→ **DIRECTION**
Print the lines below word for word, starting at the line with "Ground the black" and continuing through the last line of the entries.

□ □ □ □ □ □ □

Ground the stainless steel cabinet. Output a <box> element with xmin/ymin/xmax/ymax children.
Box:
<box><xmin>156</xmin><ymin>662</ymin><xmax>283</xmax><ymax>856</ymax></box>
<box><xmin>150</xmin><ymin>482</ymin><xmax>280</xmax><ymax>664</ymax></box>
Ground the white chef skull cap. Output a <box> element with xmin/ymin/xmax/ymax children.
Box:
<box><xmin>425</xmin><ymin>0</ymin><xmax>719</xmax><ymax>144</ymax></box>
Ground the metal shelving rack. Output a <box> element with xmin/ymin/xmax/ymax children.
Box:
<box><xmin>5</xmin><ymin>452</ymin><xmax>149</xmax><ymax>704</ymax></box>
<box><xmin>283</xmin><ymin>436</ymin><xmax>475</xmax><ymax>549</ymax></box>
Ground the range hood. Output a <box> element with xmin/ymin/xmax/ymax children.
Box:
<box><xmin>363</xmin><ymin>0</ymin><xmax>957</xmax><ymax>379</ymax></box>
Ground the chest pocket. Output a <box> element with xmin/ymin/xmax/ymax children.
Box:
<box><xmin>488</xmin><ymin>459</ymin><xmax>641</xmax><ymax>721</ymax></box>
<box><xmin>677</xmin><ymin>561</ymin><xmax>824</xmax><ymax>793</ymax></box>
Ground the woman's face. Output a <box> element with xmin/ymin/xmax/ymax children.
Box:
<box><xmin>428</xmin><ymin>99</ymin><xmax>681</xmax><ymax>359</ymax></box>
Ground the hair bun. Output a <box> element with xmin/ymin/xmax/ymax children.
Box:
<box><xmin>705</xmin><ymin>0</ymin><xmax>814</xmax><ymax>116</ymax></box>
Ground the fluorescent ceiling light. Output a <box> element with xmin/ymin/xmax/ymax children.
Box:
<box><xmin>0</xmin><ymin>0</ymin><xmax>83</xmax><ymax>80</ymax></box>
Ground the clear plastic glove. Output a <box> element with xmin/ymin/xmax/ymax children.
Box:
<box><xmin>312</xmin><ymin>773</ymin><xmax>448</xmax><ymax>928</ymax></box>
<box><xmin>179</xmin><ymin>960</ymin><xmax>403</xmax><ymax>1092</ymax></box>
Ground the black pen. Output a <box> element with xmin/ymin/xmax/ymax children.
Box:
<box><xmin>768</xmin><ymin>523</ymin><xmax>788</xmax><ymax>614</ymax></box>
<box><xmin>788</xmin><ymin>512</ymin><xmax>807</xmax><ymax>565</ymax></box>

□ □ □ □ □ □ □

→ **REPLY**
Ground the black pen. Output a <box> element with xmin/ymin/xmax/ymax children.
Box:
<box><xmin>768</xmin><ymin>523</ymin><xmax>788</xmax><ymax>614</ymax></box>
<box><xmin>788</xmin><ymin>512</ymin><xmax>807</xmax><ymax>565</ymax></box>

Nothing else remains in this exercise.